▶ Goal: Copy every one of the rows below word for word, without changing anything.

(Rows from a point labeling set)
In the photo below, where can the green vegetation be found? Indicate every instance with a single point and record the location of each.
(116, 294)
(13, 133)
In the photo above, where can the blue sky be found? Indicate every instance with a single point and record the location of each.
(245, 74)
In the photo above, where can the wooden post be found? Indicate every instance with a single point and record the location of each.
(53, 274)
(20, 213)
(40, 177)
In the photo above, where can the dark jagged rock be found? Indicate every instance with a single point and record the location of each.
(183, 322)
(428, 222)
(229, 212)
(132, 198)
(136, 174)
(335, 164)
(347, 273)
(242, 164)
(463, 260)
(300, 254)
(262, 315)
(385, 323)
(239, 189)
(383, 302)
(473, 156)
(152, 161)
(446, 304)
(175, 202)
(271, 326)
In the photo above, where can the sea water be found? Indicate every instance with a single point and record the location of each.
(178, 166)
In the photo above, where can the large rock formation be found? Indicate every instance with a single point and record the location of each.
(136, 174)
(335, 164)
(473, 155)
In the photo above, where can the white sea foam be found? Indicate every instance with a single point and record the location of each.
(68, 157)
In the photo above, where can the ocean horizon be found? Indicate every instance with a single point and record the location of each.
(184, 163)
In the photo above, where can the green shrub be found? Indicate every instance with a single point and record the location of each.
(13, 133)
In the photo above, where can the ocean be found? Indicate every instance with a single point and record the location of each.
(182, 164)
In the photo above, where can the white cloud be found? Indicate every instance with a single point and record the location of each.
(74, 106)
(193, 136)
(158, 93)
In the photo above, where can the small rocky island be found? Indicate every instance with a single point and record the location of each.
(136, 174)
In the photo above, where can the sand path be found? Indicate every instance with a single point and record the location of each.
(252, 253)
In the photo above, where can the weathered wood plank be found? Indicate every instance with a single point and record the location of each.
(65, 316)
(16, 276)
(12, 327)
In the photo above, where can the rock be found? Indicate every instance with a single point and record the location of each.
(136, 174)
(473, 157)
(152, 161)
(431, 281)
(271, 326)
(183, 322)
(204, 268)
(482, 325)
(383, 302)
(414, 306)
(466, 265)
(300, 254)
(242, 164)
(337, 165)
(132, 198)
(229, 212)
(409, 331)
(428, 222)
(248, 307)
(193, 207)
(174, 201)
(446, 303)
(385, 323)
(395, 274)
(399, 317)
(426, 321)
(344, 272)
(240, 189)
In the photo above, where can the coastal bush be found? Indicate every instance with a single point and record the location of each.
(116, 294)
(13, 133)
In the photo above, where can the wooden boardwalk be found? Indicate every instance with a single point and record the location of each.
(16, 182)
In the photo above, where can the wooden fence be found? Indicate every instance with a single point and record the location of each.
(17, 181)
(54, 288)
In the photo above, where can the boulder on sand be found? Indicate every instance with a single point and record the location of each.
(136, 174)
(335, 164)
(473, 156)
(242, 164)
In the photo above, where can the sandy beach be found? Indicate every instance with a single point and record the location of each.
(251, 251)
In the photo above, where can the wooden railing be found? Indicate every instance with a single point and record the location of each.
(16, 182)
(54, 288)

▶ Expected answer:
In the photo below, where can the green vegetation be found? Indicate every instance with a single point and record the location of each.
(116, 294)
(13, 133)
In the photo above, where can the blue sky be found? Indicate every instance with a single point and record the location of each.
(245, 74)
In the photo above, where can the wooden post be found? Indicate every instance with a single point and record the location of each.
(53, 274)
(20, 213)
(40, 177)
In the photo above, where can the dark jagged rock be found? Indicate every instance with a single point and record the location of each.
(183, 322)
(428, 222)
(229, 212)
(132, 198)
(136, 174)
(335, 164)
(347, 273)
(242, 164)
(463, 260)
(300, 254)
(262, 315)
(385, 323)
(239, 189)
(383, 302)
(473, 156)
(152, 161)
(446, 304)
(175, 202)
(271, 326)
In the photo above, where can the sea water be found? Indicate every instance with a single point and record the location of each.
(178, 166)
In the photo above, where can the large rock formation be found? Indicate every instance with a single point and record the location of each.
(136, 174)
(335, 164)
(473, 155)
In the photo above, where can the white sea foam be found? Indicate every instance with a single point and record the location of each.
(68, 157)
In the photo above, where can the ocean horizon be found? Indicate every instance with a single point and record the location of each.
(184, 163)
In the photo above, where can the green shrub be found? Indicate every instance with a single point and record the location of each.
(13, 133)
In the photo above, where can the ocean be found? Indicate every instance with a single point and record the location of each.
(182, 164)
In the photo above, where can the white cloud be found? Indicate every instance with a single point and record the location of each.
(74, 106)
(193, 136)
(158, 93)
In the photo above, where can the small rocky island be found? Indicate every instance with a single point and record the location of each.
(136, 174)
In the photo above, where can the sand path be found? Indicate every instance with a single point and record the location of each.
(252, 253)
In the photo above, where can the weathered wood plank be found? Indicate every instance with a single point and record the location of each.
(65, 316)
(16, 276)
(12, 327)
In the photo above, where can the rock be found? Indicate every instance with a single point and record the location of each.
(136, 174)
(473, 157)
(152, 161)
(431, 281)
(271, 326)
(183, 322)
(204, 268)
(482, 325)
(383, 302)
(414, 306)
(466, 265)
(300, 254)
(242, 164)
(337, 165)
(132, 198)
(229, 212)
(409, 331)
(428, 222)
(248, 307)
(193, 207)
(174, 201)
(446, 303)
(385, 323)
(395, 274)
(399, 317)
(426, 321)
(344, 272)
(240, 189)
In the photo above, where can the coastal bush be found? Indicate every instance with a single point and record the location of each.
(116, 294)
(13, 133)
In the photo above, where can the wooden boardwalk be found? Indicate every instance with a single point and record the location of each.
(16, 182)
In the photo above, where can the wooden fence be found? Indicate every instance with a single point and record the location of each.
(17, 181)
(54, 288)
In the photo above, where can the boulder on sand be found? Indicate every instance with a single point and record the location of each.
(136, 174)
(335, 164)
(473, 156)
(242, 164)
In the photo above, where can the sandy beach be found? Indicate every instance with a single point and record the location of each.
(251, 251)
In the photo above, where can the wooden railing be found? Indicate every instance with a single point and record the location of each.
(16, 182)
(54, 288)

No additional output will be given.